**YOUR GOAL**
Every record here needs to be retyped exactly.

**********

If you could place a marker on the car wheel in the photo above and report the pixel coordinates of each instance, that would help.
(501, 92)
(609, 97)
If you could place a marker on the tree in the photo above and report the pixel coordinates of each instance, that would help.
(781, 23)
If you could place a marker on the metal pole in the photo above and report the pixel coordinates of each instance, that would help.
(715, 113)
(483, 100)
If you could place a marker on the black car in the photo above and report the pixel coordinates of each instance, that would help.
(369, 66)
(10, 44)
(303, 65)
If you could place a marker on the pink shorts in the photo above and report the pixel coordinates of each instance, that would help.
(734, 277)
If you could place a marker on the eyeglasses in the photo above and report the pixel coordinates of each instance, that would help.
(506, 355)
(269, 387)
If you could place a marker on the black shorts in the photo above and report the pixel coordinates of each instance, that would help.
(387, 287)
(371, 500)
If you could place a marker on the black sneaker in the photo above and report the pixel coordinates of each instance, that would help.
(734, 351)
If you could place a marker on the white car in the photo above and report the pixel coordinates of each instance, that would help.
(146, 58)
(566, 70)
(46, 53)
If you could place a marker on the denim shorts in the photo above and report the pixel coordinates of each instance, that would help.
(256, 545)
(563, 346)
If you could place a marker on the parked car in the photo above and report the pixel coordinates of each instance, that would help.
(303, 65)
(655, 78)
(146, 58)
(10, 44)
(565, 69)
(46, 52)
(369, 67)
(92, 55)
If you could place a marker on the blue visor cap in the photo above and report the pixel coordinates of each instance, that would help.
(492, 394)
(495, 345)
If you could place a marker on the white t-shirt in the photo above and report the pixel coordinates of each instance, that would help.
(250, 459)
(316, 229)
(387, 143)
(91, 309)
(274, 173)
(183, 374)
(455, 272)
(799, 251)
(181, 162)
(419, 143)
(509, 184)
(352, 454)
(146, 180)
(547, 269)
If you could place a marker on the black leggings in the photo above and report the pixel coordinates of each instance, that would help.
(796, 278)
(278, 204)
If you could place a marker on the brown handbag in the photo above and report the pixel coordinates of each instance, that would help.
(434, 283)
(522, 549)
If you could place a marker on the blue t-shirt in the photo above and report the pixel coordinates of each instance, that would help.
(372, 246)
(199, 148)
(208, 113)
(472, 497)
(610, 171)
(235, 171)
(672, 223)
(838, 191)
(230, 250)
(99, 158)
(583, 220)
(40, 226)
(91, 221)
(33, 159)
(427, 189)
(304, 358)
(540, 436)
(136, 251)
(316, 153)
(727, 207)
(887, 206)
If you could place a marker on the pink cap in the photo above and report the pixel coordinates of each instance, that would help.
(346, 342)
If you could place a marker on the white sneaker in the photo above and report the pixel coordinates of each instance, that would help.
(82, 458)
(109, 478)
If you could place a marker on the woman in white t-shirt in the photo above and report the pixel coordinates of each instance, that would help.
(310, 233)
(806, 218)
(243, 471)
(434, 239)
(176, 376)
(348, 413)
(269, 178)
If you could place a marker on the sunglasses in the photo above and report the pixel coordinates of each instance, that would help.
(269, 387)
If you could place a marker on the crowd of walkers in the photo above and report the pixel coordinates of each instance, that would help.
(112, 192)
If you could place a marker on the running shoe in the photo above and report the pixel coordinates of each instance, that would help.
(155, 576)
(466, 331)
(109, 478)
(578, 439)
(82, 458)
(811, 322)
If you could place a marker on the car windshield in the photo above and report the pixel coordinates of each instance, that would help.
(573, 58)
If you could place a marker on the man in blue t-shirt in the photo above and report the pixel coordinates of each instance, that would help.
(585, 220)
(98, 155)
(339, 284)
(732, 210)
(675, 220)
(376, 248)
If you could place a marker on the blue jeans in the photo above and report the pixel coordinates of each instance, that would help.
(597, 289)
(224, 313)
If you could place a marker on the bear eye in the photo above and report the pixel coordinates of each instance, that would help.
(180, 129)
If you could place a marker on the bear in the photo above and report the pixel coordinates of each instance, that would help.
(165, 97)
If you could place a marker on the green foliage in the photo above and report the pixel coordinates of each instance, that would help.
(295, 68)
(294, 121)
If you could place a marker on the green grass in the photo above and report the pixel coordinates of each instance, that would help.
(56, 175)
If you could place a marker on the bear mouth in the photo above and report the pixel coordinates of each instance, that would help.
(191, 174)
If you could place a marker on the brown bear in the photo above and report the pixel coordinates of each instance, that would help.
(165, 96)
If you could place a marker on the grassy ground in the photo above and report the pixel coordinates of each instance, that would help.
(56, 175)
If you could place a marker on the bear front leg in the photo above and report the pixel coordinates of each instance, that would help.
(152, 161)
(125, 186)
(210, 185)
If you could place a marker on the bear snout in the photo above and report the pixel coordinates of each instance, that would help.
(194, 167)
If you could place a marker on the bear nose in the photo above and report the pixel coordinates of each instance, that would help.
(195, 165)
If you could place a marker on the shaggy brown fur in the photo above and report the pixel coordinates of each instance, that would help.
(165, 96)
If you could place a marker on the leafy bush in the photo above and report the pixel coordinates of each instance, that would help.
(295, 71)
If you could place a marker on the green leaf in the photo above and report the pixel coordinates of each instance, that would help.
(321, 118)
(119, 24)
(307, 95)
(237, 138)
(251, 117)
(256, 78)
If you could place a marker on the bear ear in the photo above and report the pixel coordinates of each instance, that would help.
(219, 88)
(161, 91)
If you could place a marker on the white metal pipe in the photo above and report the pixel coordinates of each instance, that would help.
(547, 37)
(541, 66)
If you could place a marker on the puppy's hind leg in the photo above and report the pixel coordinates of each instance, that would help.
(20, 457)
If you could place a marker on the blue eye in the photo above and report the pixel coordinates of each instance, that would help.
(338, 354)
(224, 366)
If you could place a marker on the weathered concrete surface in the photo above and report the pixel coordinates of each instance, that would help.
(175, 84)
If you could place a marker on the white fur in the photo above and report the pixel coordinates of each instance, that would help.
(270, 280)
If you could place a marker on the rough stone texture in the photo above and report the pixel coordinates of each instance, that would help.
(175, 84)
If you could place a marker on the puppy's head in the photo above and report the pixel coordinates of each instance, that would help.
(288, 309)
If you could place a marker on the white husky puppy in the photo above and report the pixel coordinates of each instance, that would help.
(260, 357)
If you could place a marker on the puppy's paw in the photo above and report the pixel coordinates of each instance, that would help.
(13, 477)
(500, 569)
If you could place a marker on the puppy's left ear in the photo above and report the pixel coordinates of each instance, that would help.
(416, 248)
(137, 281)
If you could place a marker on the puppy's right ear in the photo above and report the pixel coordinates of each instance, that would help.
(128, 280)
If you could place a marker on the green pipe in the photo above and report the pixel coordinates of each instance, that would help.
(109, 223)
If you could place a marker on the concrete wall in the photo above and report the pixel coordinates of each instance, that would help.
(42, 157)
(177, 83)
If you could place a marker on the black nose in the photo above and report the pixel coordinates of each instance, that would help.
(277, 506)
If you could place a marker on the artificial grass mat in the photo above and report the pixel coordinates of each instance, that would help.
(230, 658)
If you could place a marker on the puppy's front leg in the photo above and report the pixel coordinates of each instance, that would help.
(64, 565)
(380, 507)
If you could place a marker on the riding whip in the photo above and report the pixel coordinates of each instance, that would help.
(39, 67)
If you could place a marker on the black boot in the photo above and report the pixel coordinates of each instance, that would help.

**********

**TASK RESULT**
If you could place a marker on the car wheel in the photo above and report the pixel coordinates of each instance, that would help.
(501, 92)
(609, 97)
If you could place a marker on the tree in the photo above and report the pixel coordinates of each instance, that would help.
(781, 23)
If you could place a marker on the metal pole in the photo above and report the pixel coordinates of each instance, that would help.
(715, 113)
(483, 100)
If you could place a marker on the black car in the photo above and report the pixel coordinates of each instance, that would help.
(369, 66)
(10, 44)
(303, 65)
If you could place a marker on the pink shorts in the photo above and report the pixel coordinates of each instance, that would help.
(734, 277)
If you could place a marker on the eyeglasses in the photo above and report the pixel coordinates of each instance, that would help.
(506, 355)
(269, 387)
If you could place a marker on the black shorts in the photo above and report the pixel coordinates of each instance, that would help.
(387, 287)
(371, 500)
If you could place a marker on the black sneaker in the photo above and report the pixel coordinates of each instance, that would help.
(734, 351)
If you could place a marker on the white car in the photo above and report the pixel coordinates of each instance, that would help.
(146, 58)
(566, 70)
(46, 53)
If you could place a marker on the denim shorts in the photo above and report the pixel coordinates of each instance, that would help.
(256, 545)
(563, 346)
If you could place a marker on the parked car in the photo above and report the pixel coordinates of each instance, that would help.
(303, 65)
(655, 78)
(146, 58)
(10, 44)
(565, 69)
(46, 52)
(369, 67)
(92, 55)
If you could place a marker on the blue visor cap in the photo above and report the pixel coordinates of each instance, that would help.
(492, 394)
(495, 345)
If you could place a marker on the white t-shirt in the photo above and report the pixel coordinates of each instance, that would help.
(250, 459)
(316, 229)
(387, 143)
(91, 309)
(274, 173)
(183, 374)
(455, 272)
(799, 251)
(181, 162)
(419, 143)
(509, 184)
(352, 454)
(146, 180)
(547, 269)
If you could place a marker on the black leggings in the photo above and report the pixel coordinates of each instance, that would help.
(796, 278)
(278, 204)
If you could place a marker on the brown handbag in the photo above and report the pixel coordinates of each instance, that would help.
(434, 283)
(522, 549)
If you could place a marker on the blue t-shirt in the photo above and report the pixel coordinates of each instance, that would help.
(372, 246)
(199, 148)
(208, 113)
(472, 497)
(610, 171)
(235, 171)
(672, 223)
(838, 191)
(230, 250)
(99, 158)
(583, 220)
(40, 226)
(91, 221)
(33, 159)
(427, 189)
(304, 358)
(540, 436)
(136, 251)
(316, 153)
(727, 207)
(887, 206)
If you could place a marker on the pink cap in the photo above and report the pixel coordinates of each instance, that would help.
(346, 342)
If you could place a marker on the white sneaker in the photo above and report the pixel coordinates of each instance, that would help.
(82, 458)
(109, 478)
If you could place a marker on the woman in white t-shirt in the photo above and report the pixel coordinates of each instance, that would help.
(310, 233)
(806, 218)
(243, 471)
(434, 239)
(176, 376)
(348, 413)
(269, 178)
If you could place a marker on the sunglasses in the photo above and report the pixel coordinates of each instance, that would help.
(269, 387)
If you could place a marker on the crowd of walkers in the photo above and report the pixel coordinates of each instance, that would help.
(112, 192)
If you could place a marker on the running shoe in the photo above and report the pixel coordinates of each instance, that would help.
(155, 576)
(466, 331)
(109, 478)
(578, 439)
(82, 458)
(811, 322)
If you could place a marker on the car windshield in the photo above and report the pixel coordinates of each instance, that would help.
(573, 58)
If you could place a marker on the man in blue t-shirt in the photo above and report the pixel coordinates of each instance, that would help.
(585, 220)
(98, 155)
(339, 284)
(732, 210)
(675, 220)
(376, 248)
If you could place a marker on the blue jeans in the photo above and report the pixel coordinates of each instance, that would help.
(597, 289)
(224, 313)
If you could place a marker on the bear eye in the photo above and report the pixel coordinates of each instance, that would help.
(180, 129)
If you could place a marker on the bear in the photo above and report the pixel coordinates of each instance, that would help.
(165, 97)
If you could place a marker on the green foliage in the photo above and report the pixel coordinates of each instance, that would help.
(295, 68)
(294, 121)
If you could place a marker on the green grass in the photo above and report the pixel coordinates of each instance, that would help.
(56, 175)
If you could place a marker on the bear mouth in the photo above and report the pixel coordinates of each instance, that would help.
(191, 174)
If you could place a marker on the brown bear in the photo above and report the pixel coordinates of each instance, that would help.
(165, 96)
If you could place a marker on the grassy ground in the photo above and report the pixel coordinates of each instance, that would help.
(56, 175)
If you could place a marker on the bear front leg in the photo above and report the pixel coordinates of each instance, that would help.
(152, 161)
(125, 186)
(210, 185)
If you could place a marker on the bear snout in the photo above and report the pixel coordinates of each instance, that would help.
(194, 167)
If you could place a marker on the bear nose in the photo above and report the pixel coordinates of each instance, that would help.
(195, 165)
If you could place a marker on the shaggy brown fur in the photo above and report the pixel coordinates of each instance, that would help.
(165, 96)
If you could place a marker on the leafy bush in the photo above and report the pixel coordinates of each instance, that would help.
(295, 71)
If you could place a marker on the green leaf in the photo above and report the pixel coordinates of each instance, that would help.
(321, 118)
(119, 24)
(307, 95)
(237, 138)
(251, 117)
(256, 78)
If you could place a marker on the bear ear in the photo above and report the pixel coordinates of each instance, that would help.
(219, 88)
(161, 91)
If you could place a marker on the white metal pipe in the photo above and report the pixel coordinates of each instance, that would help.
(547, 37)
(541, 66)
If you could place a marker on the puppy's hind leg in the photo above and report the pixel coordinates of each instance, that would help.
(20, 457)
If you could place a marker on the blue eye in the photo above and report the pixel coordinates of each instance, that would help.
(338, 354)
(224, 366)
If you could place a marker on the weathered concrete surface in the photo above and report the pixel coordinates of each instance, that would help.
(175, 84)
If you could place a marker on the white fur in the photo above and report the pixel coordinates of each instance, that would help.
(270, 280)
If you could place a marker on the rough stone texture in the photo above and report the pixel coordinates of each instance, that would help.
(175, 84)
If you could place a marker on the puppy's head in the photo above and report the pixel coordinates of each instance, that would help.
(288, 309)
If you could place a marker on the white husky puppy in the photo above and report the pixel coordinates of each instance, that would help.
(260, 357)
If you could place a marker on the puppy's paw in the photo above and report the pixel coordinates of each instance, that would help.
(13, 477)
(500, 569)
If you could place a marker on the puppy's left ear in the photo above and report the pixel coordinates of each instance, that would help.
(416, 248)
(137, 281)
If you could place a marker on the puppy's right ear in the photo above and report the pixel coordinates of each instance, that would help.
(128, 280)
If you could place a marker on the green pipe in the photo above and report the pixel coordinates of each instance, that would help.
(109, 223)
If you could place a marker on the concrete wall in the photo above and report the pixel coordinates of each instance, that would help.
(42, 157)
(177, 83)
If you could place a marker on the black nose in the photo above and report the pixel coordinates of each instance, that would help.
(277, 506)
If you could place a marker on the artificial grass mat in the photo above and report the pixel coordinates of each instance, that would help.
(230, 658)
If you could place a marker on the puppy's front leg in the photo above and report the pixel coordinates of each instance, that would help.
(64, 565)
(380, 507)
If you could place a marker on the riding whip in the photo above and report the pixel coordinates of each instance, that would help.
(39, 67)
If you could place a marker on the black boot in the photo above and report the pixel coordinates of each instance, that would help.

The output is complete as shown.